▸ **Trecho selecionado**:
◆ ◆ ◆ ◆
20% dos novos doutores com nota mínima
Esse é o só o raio-x de um quadro que se reflete em médicos que não examinam pacientes e mando-os para casa com uma enxurradas de exames a serem feitos; em episódios de problemas éticos nos consultórios e redes sociais; e na série de picaretagens que vêm ocupando noticiários sobre a saúde no país.
Indústria de vagas
Por trás disso tudo, há um boom de faculdade privadas de Medicina, que abriram as portas, na verdade, para um mercado bilionário. Com mensalidades que chegam a R$ 15 mil, elas nem sempre entregam qualidade. Há cursos de Medicina até em prédio alugado, com aula prática na base do "imagina aí", que sequer têm hospital parceiro e professor titular. Na esteira dessas condições, muitos recém-formados não conseguem ao menos vaga em residência médica, etapa essencial para consolidar conhecimentos e práticas clínicas.
◆ ◆ ◆ ◆
▸ **Problemas a resolver**:
A. No trecho sobre o ensino de Medicina, até quanto chegam as mensalidades das faculdades privadas?
B. Copie do trecho sobre o ensino de Medicina a parte que vai de "20% dos novos" até "saúde no país.".
◆ ◆ ◆ ◆
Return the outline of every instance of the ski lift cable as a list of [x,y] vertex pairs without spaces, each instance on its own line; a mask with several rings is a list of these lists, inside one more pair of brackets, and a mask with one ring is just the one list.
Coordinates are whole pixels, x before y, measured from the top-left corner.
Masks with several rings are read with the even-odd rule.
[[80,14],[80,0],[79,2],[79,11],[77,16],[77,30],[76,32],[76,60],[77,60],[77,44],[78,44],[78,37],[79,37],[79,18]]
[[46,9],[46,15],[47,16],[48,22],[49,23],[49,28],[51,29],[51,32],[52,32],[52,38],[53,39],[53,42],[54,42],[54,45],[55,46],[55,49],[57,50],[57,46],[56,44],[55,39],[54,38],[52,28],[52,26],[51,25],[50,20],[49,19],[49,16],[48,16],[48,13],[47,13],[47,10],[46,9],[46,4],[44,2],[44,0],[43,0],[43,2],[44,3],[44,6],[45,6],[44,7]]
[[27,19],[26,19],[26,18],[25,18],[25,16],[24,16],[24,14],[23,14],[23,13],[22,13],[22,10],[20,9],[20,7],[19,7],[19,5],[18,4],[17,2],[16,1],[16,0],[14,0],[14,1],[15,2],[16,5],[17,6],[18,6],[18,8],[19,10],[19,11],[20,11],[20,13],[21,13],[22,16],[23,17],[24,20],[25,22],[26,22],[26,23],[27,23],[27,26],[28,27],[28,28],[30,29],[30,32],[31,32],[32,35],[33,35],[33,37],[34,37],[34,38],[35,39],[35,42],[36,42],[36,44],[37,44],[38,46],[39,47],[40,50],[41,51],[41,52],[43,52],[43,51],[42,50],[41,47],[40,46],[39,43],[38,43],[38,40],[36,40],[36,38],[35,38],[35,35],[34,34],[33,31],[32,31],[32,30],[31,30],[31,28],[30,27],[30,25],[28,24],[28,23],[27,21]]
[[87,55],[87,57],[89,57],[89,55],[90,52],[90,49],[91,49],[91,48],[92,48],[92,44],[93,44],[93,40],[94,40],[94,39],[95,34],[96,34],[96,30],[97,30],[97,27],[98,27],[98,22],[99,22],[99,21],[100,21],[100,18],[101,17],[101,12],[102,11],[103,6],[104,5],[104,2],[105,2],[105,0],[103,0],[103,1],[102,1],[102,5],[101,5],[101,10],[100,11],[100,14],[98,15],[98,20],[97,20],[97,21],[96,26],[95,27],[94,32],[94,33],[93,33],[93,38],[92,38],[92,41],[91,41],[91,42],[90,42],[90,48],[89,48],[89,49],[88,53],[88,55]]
◆ ◆ ◆ ◆
▸ **Respostas das tarefas**:
A. Chegam a R$ 15 mil.

B.
20% dos novos doutores com nota mínima
Esse é o só o raio-x de um quadro que se reflete em médicos que não examinam pacientes e mando-os para casa com uma enxurradas de exames a serem feitos; em episódios de problemas éticos nos consultórios e redes sociais; e na série de picaretagens que vêm ocupando noticiários sobre a saúde no país.